Why the hegemon loses its dynamic competitiveness Brenner explains in terms not of the shortage of surplus value in the late stages of accumulation but in terms of a technical problem in which "the interrelatedness of units...tend(s) to further increase the inertial character of a developmental bloc and thereby increase its vulnerability to new, lower cost production based on new techniques."

Despite claims to originality, this version of the sick industry problem as "inertial development" is found in the major introductory textbook on industrial structure by Frederick Scherer. Indeed Scherer writes: "...competition is likely to drive prices down to levels that yield investors much less than a normal return on their capital. When firms' cost structures include a high proportion of fixed costs, this profitless existence can continue for years or even (as in railroading and mining) for decades, since producers find it preferable to continue operation and cover at least their (relatively modest) variable costs than to shut down and have their investments wiped out completely." Brenner couches the failure to adjust in terms of the firms' continued ability to enjoy a reasonable rate of return on their circulating capital, while Scherer underlines that the neglibility of variable costs in relation to the risks of complete exit may prolong operation in sick industries. Of course Scherer could draw from Brenner to emphasize that these risks include the forgoing of existing lines of credit and established customer relations and other intangible assets.

To an economist Brenner's argument must have a familiar ring. Brenner makes the eminently bourgeois economic argument--indeed he could have quoted Scherer thusly--that losses in sick industries, however immediately painful in the short run, "would have served the function of driving out surpluses and inefficient production capacity and compelling the reallocation of resources into more renumerative lines." Brenner's fundamental diagnosis hardly differs from Schumpeter's:

"Everywhere we find industries which would not exist at all but for protection, subsidies and other political stimuli, and others which are overgrown or otherwise in an unhealthy state because of them, such as the beet sugar industry in Europe and shipbuilding all over the world. Such industries are assets of doubtful value, in any case a source of weakness and often the immediate cause of breakdowns or depressive symptoms. This type of economic waste and maladjustment may well be more important than any other."

● Data shown:
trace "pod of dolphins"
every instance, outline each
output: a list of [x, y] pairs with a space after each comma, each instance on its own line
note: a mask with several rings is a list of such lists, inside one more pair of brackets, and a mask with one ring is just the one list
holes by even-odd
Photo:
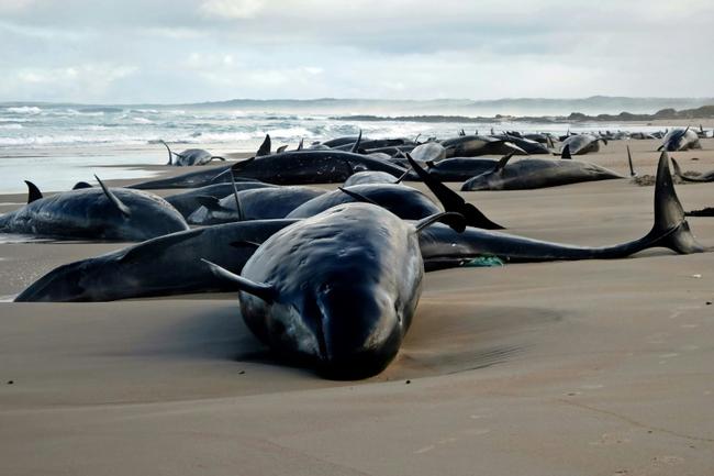
[[[237, 291], [247, 326], [275, 353], [326, 378], [367, 378], [399, 353], [425, 272], [487, 256], [520, 263], [621, 258], [650, 247], [705, 251], [689, 229], [669, 168], [670, 147], [699, 145], [692, 134], [699, 137], [689, 129], [663, 135], [651, 230], [602, 247], [498, 231], [501, 224], [443, 184], [464, 181], [461, 191], [517, 190], [626, 178], [571, 158], [596, 152], [613, 137], [513, 131], [424, 143], [360, 133], [276, 153], [267, 136], [248, 159], [127, 188], [110, 188], [97, 178], [99, 187], [80, 182], [44, 197], [27, 182], [27, 204], [0, 215], [0, 232], [138, 242], [59, 266], [15, 301]], [[556, 151], [558, 140], [562, 145]], [[169, 165], [223, 159], [165, 145]], [[560, 158], [514, 159], [536, 153]], [[479, 157], [493, 154], [503, 157]], [[710, 175], [692, 180], [714, 180]], [[405, 184], [410, 180], [423, 181], [436, 201]], [[327, 190], [311, 184], [342, 186]], [[189, 190], [166, 199], [145, 191], [170, 188]]]

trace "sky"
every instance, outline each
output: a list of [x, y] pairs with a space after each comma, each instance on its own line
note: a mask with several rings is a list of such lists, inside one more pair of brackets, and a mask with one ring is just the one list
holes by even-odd
[[711, 0], [0, 0], [0, 101], [711, 97]]

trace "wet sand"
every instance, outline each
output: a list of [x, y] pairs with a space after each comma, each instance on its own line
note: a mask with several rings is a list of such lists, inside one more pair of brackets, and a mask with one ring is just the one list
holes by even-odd
[[[654, 174], [656, 141], [613, 141], [582, 158], [625, 173], [625, 144], [638, 171]], [[703, 146], [673, 156], [685, 170], [714, 169], [714, 141]], [[677, 188], [688, 210], [714, 206], [713, 190]], [[649, 230], [652, 192], [623, 179], [465, 196], [511, 233], [604, 245]], [[690, 224], [714, 246], [714, 219]], [[0, 295], [119, 247], [0, 244]], [[652, 250], [620, 261], [431, 273], [398, 359], [356, 383], [275, 361], [231, 294], [2, 302], [0, 467], [9, 475], [711, 475], [712, 269], [712, 253]]]

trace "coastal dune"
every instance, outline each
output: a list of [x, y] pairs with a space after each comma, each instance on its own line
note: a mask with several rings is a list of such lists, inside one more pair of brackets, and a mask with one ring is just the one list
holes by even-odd
[[[613, 141], [578, 158], [626, 174], [626, 144], [638, 171], [654, 174], [656, 141]], [[714, 140], [702, 145], [673, 156], [687, 170], [714, 169]], [[690, 210], [714, 206], [712, 187], [677, 192]], [[652, 192], [623, 179], [464, 196], [510, 233], [606, 245], [650, 229]], [[714, 219], [689, 221], [714, 246]], [[122, 246], [0, 243], [0, 296]], [[707, 475], [713, 269], [712, 253], [649, 250], [429, 273], [397, 359], [354, 383], [276, 359], [243, 323], [234, 294], [1, 302], [0, 468]]]

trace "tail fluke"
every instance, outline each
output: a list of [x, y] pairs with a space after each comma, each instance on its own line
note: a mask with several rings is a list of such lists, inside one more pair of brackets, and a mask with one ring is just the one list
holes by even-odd
[[168, 144], [164, 141], [161, 141], [161, 144], [164, 144], [166, 146], [166, 150], [168, 151], [168, 163], [166, 165], [174, 165], [174, 157], [171, 157], [174, 153], [171, 152], [171, 147], [169, 147]]
[[629, 152], [629, 145], [627, 146], [627, 164], [629, 164], [629, 176], [635, 177], [637, 173], [635, 173], [635, 167], [633, 167], [633, 154]]
[[263, 157], [264, 155], [270, 155], [270, 134], [265, 135], [263, 144], [260, 144], [258, 152], [255, 153], [256, 157]]
[[674, 191], [672, 174], [669, 170], [669, 154], [662, 152], [657, 166], [655, 186], [655, 225], [648, 234], [654, 240], [650, 246], [663, 246], [679, 254], [701, 253], [704, 247], [689, 229], [684, 209]]
[[570, 144], [566, 144], [566, 146], [562, 147], [560, 158], [572, 158], [572, 155], [570, 155]]
[[503, 230], [503, 226], [489, 220], [488, 217], [486, 217], [478, 208], [468, 203], [457, 192], [442, 184], [428, 171], [424, 170], [410, 154], [406, 154], [406, 159], [416, 175], [419, 175], [422, 181], [424, 181], [428, 189], [432, 190], [432, 193], [436, 196], [438, 201], [442, 202], [444, 210], [464, 215], [466, 224], [469, 226], [477, 226], [487, 230]]

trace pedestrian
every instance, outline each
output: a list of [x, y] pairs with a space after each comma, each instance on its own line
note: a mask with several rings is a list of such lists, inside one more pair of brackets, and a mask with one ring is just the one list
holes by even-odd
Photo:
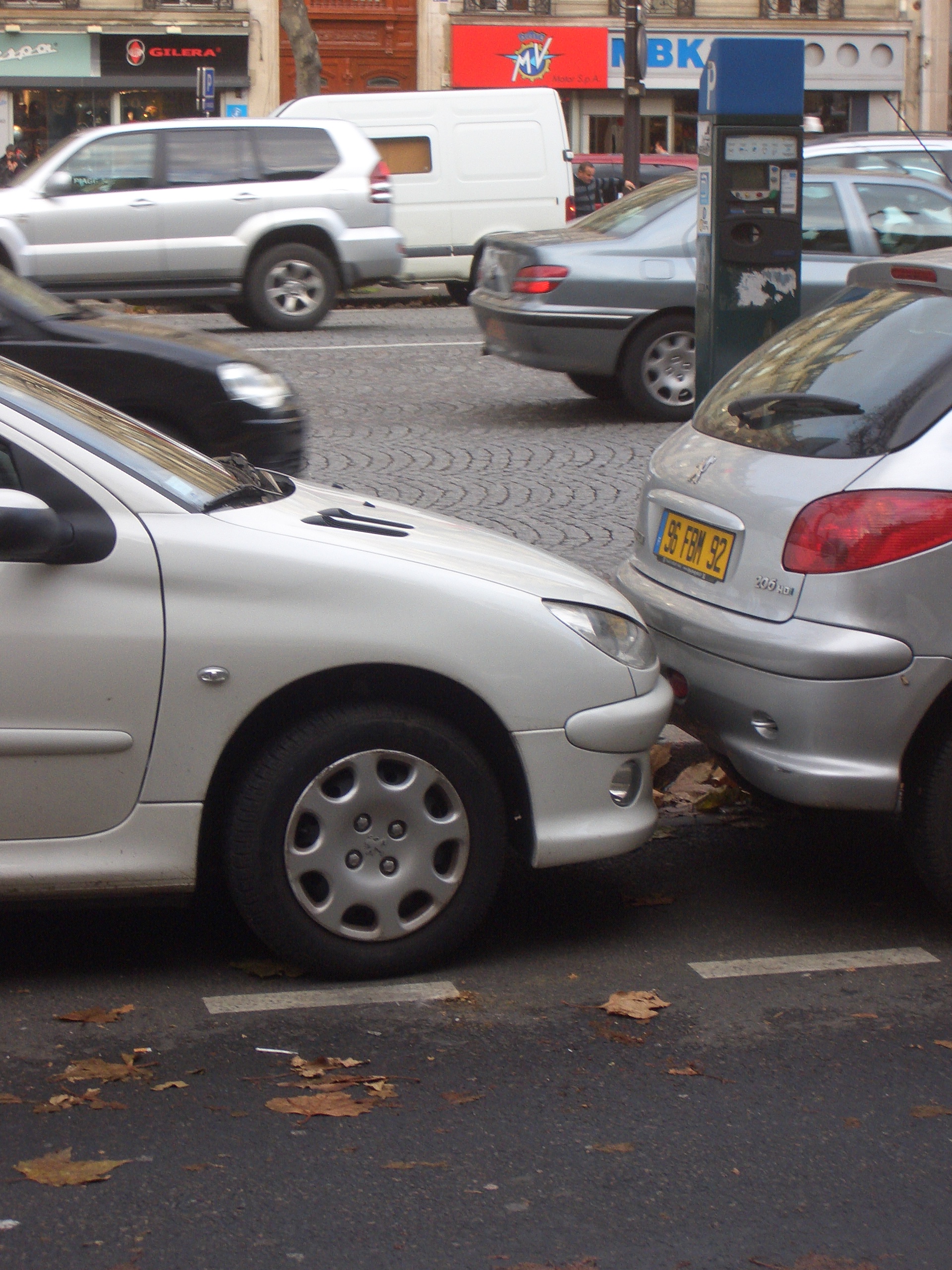
[[603, 203], [613, 203], [622, 194], [630, 194], [635, 187], [619, 177], [597, 177], [593, 163], [579, 164], [575, 173], [575, 215], [588, 216]]

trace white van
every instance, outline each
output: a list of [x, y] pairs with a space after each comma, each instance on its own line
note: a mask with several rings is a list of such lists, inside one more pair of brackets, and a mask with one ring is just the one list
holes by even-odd
[[401, 277], [446, 282], [461, 304], [489, 234], [565, 225], [571, 151], [555, 89], [331, 94], [274, 113], [363, 128], [392, 174]]

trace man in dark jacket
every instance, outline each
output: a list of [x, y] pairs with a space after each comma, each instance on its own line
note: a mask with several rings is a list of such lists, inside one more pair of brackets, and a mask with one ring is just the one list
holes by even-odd
[[613, 203], [622, 194], [630, 194], [635, 187], [630, 180], [618, 177], [597, 177], [593, 163], [583, 163], [575, 173], [575, 215], [588, 216], [603, 203]]

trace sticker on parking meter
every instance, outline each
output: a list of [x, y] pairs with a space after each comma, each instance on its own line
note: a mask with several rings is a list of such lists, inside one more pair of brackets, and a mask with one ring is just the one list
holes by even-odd
[[781, 173], [781, 216], [790, 213], [791, 216], [797, 210], [797, 170], [796, 168], [784, 168]]
[[697, 231], [711, 232], [711, 169], [698, 168], [697, 174]]

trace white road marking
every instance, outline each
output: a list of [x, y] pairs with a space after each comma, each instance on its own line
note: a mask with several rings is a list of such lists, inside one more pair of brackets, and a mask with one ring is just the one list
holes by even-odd
[[481, 339], [432, 339], [415, 344], [268, 344], [249, 353], [347, 353], [354, 348], [475, 348]]
[[371, 983], [359, 988], [315, 988], [305, 992], [242, 992], [237, 997], [206, 997], [209, 1015], [241, 1015], [256, 1010], [314, 1010], [317, 1006], [383, 1006], [407, 1001], [452, 1001], [454, 983]]
[[925, 949], [875, 949], [867, 952], [811, 952], [806, 956], [754, 956], [741, 961], [688, 961], [702, 979], [739, 979], [749, 974], [810, 974], [814, 970], [866, 970], [877, 965], [923, 965], [938, 961]]

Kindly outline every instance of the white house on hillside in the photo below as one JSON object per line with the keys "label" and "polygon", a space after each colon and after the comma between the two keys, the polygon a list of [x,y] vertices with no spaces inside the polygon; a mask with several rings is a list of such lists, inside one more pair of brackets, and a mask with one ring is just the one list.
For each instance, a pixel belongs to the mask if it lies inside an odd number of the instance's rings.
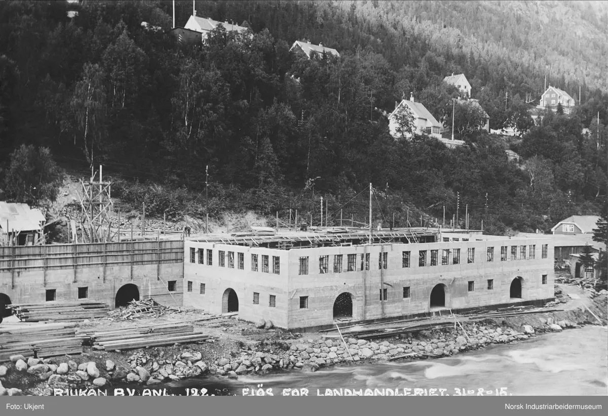
{"label": "white house on hillside", "polygon": [[446,77],[443,78],[443,81],[451,85],[454,86],[460,90],[463,94],[466,94],[467,97],[471,98],[471,84],[469,83],[464,73],[459,73],[455,75],[452,73],[451,77]]}
{"label": "white house on hillside", "polygon": [[243,26],[238,26],[232,23],[228,23],[227,22],[218,22],[207,18],[199,18],[198,16],[190,16],[184,29],[194,30],[195,32],[202,33],[202,39],[204,40],[209,32],[215,29],[218,25],[224,26],[224,29],[227,32],[235,30],[242,33],[247,30],[247,28]]}
{"label": "white house on hillside", "polygon": [[548,107],[554,111],[558,104],[562,104],[564,112],[569,112],[575,106],[574,98],[565,91],[550,85],[541,97],[540,107]]}
{"label": "white house on hillside", "polygon": [[319,55],[322,55],[323,52],[328,55],[333,55],[334,56],[339,57],[340,53],[336,49],[333,49],[330,47],[326,47],[323,46],[322,43],[320,43],[318,45],[314,45],[310,43],[310,41],[295,41],[294,42],[294,44],[292,45],[291,47],[289,48],[289,51],[295,50],[303,52],[306,54],[306,56],[310,59],[311,55],[313,53],[318,53]]}
{"label": "white house on hillside", "polygon": [[416,103],[414,101],[413,94],[409,100],[402,100],[401,103],[399,104],[395,103],[395,111],[389,115],[389,128],[393,137],[399,137],[396,131],[398,124],[395,116],[399,109],[406,106],[409,108],[414,116],[413,129],[415,132],[418,134],[426,132],[434,137],[440,139],[441,138],[443,131],[441,123],[435,120],[422,103]]}

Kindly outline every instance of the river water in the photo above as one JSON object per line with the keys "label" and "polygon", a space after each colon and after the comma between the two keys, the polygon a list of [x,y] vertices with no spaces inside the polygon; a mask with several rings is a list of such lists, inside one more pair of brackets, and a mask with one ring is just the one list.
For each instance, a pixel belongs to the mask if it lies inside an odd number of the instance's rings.
{"label": "river water", "polygon": [[241,395],[243,389],[257,390],[263,384],[262,389],[272,389],[275,396],[282,395],[284,389],[300,392],[302,388],[308,389],[308,395],[340,388],[398,389],[399,394],[407,388],[412,393],[415,388],[429,393],[437,389],[437,394],[444,389],[444,394],[449,395],[458,394],[456,389],[477,395],[479,389],[484,395],[496,395],[497,389],[500,394],[504,388],[506,395],[514,396],[607,395],[607,350],[608,330],[587,326],[434,360],[334,366],[314,373],[290,371],[236,380],[192,378],[151,387],[166,388],[176,395],[204,387],[207,394]]}

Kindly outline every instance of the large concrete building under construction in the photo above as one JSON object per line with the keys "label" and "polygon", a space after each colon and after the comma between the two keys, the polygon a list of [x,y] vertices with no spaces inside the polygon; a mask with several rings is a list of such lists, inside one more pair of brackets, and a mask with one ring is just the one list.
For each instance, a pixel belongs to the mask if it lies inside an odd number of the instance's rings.
{"label": "large concrete building under construction", "polygon": [[[290,330],[552,300],[551,240],[407,228],[206,236],[184,302]],[[445,313],[445,312],[444,312]]]}

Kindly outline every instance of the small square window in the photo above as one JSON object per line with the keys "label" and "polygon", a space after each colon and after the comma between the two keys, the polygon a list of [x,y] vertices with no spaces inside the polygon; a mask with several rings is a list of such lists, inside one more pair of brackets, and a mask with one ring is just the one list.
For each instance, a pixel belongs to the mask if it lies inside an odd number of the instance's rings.
{"label": "small square window", "polygon": [[300,309],[308,309],[308,296],[300,296]]}
{"label": "small square window", "polygon": [[46,301],[47,302],[54,302],[55,297],[57,294],[57,289],[47,289],[46,290]]}
{"label": "small square window", "polygon": [[78,288],[78,299],[88,299],[89,298],[89,288],[88,287],[79,287]]}

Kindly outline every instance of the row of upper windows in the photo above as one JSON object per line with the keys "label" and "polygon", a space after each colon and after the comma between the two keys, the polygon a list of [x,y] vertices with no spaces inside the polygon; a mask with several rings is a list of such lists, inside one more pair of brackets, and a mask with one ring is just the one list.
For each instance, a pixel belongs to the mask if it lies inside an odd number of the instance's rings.
{"label": "row of upper windows", "polygon": [[[187,290],[188,292],[192,292],[193,290],[193,283],[191,281],[188,281],[187,284]],[[199,295],[205,295],[205,292],[207,290],[206,284],[204,283],[201,283],[199,287]],[[308,307],[308,296],[306,298],[306,307]],[[254,305],[260,304],[260,293],[257,292],[254,292]],[[277,307],[277,296],[275,295],[268,295],[268,306],[271,308]]]}
{"label": "row of upper windows", "polygon": [[[190,247],[190,262],[196,262],[196,249]],[[235,268],[235,252],[226,251],[224,250],[218,250],[218,265],[219,267],[227,267],[228,268]],[[270,273],[271,264],[272,264],[272,273],[275,274],[280,274],[280,257],[278,256],[272,256],[272,262],[270,262],[270,256],[268,254],[251,254],[251,270],[252,271],[258,271],[259,269],[259,256],[261,256],[261,271],[263,273]],[[206,255],[204,248],[198,249],[198,264],[205,264],[208,266],[213,265],[213,250],[207,249]],[[245,268],[245,253],[237,253],[237,267],[240,270]]]}
{"label": "row of upper windows", "polygon": [[[519,248],[519,250],[518,250]],[[543,244],[542,251],[542,257],[546,259],[548,256],[548,245]],[[430,251],[430,257],[427,255]],[[207,265],[213,265],[213,250],[207,250],[206,256],[205,250],[203,248],[198,250],[198,263],[199,264],[206,264]],[[443,249],[441,251],[441,265],[460,264],[460,249]],[[437,266],[439,265],[439,250],[420,250],[418,251],[418,267],[424,267],[426,266]],[[530,244],[529,245],[512,245],[511,246],[511,255],[509,256],[509,246],[503,245],[500,247],[500,261],[506,261],[508,259],[511,260],[525,260],[534,259],[536,257],[536,245]],[[218,259],[220,267],[226,267],[226,261],[227,259],[227,267],[229,268],[235,268],[234,252],[219,250]],[[402,251],[401,253],[401,267],[402,268],[411,267],[411,254],[412,252]],[[466,262],[467,263],[475,262],[475,248],[469,247],[467,248]],[[237,267],[239,270],[244,269],[244,253],[237,253]],[[266,254],[251,254],[251,270],[252,271],[259,271],[258,257],[261,256],[261,271],[263,273],[270,273],[269,271],[269,257]],[[346,270],[344,268],[344,255],[333,255],[333,262],[331,264],[331,270],[334,273],[342,273],[343,271],[358,271],[370,270],[370,254],[369,253],[361,253],[359,254],[347,254]],[[275,274],[280,274],[280,257],[278,256],[272,256],[272,273]],[[488,247],[486,250],[486,261],[493,262],[494,259],[494,247]],[[196,262],[196,250],[194,247],[190,248],[191,263]],[[388,268],[389,253],[387,252],[378,253],[378,269],[386,269]],[[325,274],[330,273],[330,256],[329,255],[320,256],[319,257],[319,273]],[[309,273],[309,257],[308,256],[300,257],[299,259],[298,274],[300,275],[308,274]]]}

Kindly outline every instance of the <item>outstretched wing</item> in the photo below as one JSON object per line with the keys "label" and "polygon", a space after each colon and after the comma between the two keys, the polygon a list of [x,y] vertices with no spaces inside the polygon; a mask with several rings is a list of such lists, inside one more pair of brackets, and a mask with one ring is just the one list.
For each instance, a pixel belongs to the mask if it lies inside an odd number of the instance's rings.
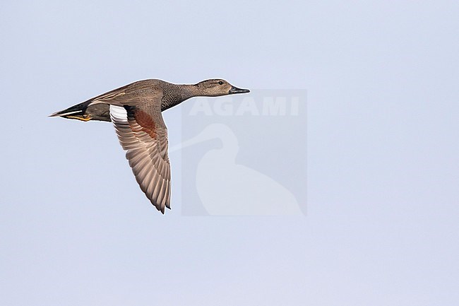
{"label": "outstretched wing", "polygon": [[123,107],[111,105],[110,117],[137,182],[164,213],[165,207],[170,208],[167,129],[161,115],[160,98],[143,102]]}

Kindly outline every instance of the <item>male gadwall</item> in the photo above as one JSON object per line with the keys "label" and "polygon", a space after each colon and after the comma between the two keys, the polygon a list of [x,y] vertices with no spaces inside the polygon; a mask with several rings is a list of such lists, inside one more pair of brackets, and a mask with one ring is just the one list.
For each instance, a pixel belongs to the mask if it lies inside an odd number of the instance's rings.
{"label": "male gadwall", "polygon": [[161,112],[192,97],[249,93],[225,80],[178,85],[144,80],[109,91],[51,117],[112,121],[141,189],[158,211],[170,208],[167,129]]}

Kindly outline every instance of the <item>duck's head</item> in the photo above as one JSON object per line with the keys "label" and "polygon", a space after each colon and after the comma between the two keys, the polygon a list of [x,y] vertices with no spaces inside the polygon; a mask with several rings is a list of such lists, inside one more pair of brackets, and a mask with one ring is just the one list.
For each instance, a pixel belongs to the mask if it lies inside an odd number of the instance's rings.
{"label": "duck's head", "polygon": [[209,97],[250,93],[250,90],[248,89],[238,88],[226,81],[220,78],[203,81],[196,84],[195,86],[196,86],[201,93],[200,95]]}

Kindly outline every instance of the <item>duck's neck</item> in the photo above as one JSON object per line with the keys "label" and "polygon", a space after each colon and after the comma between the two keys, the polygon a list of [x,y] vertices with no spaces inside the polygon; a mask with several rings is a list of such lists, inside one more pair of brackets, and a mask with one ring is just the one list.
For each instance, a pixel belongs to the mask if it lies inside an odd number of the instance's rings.
{"label": "duck's neck", "polygon": [[165,90],[161,102],[161,110],[171,108],[190,98],[204,95],[203,93],[195,85],[171,84],[170,88]]}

● Task prompt: In the passage on Brenner and sick industries, translate this sentence into Spanish: "Such industries are assets of doubtful value, in any case a source of weakness and often the immediate cause of breakdowns or depressive symptoms."

● Response for this exercise: Tales industrias son activos de valor dudoso, en todo caso una fuente de debilidad y a menudo la causa inmediata de colapsos o síntomas depresivos.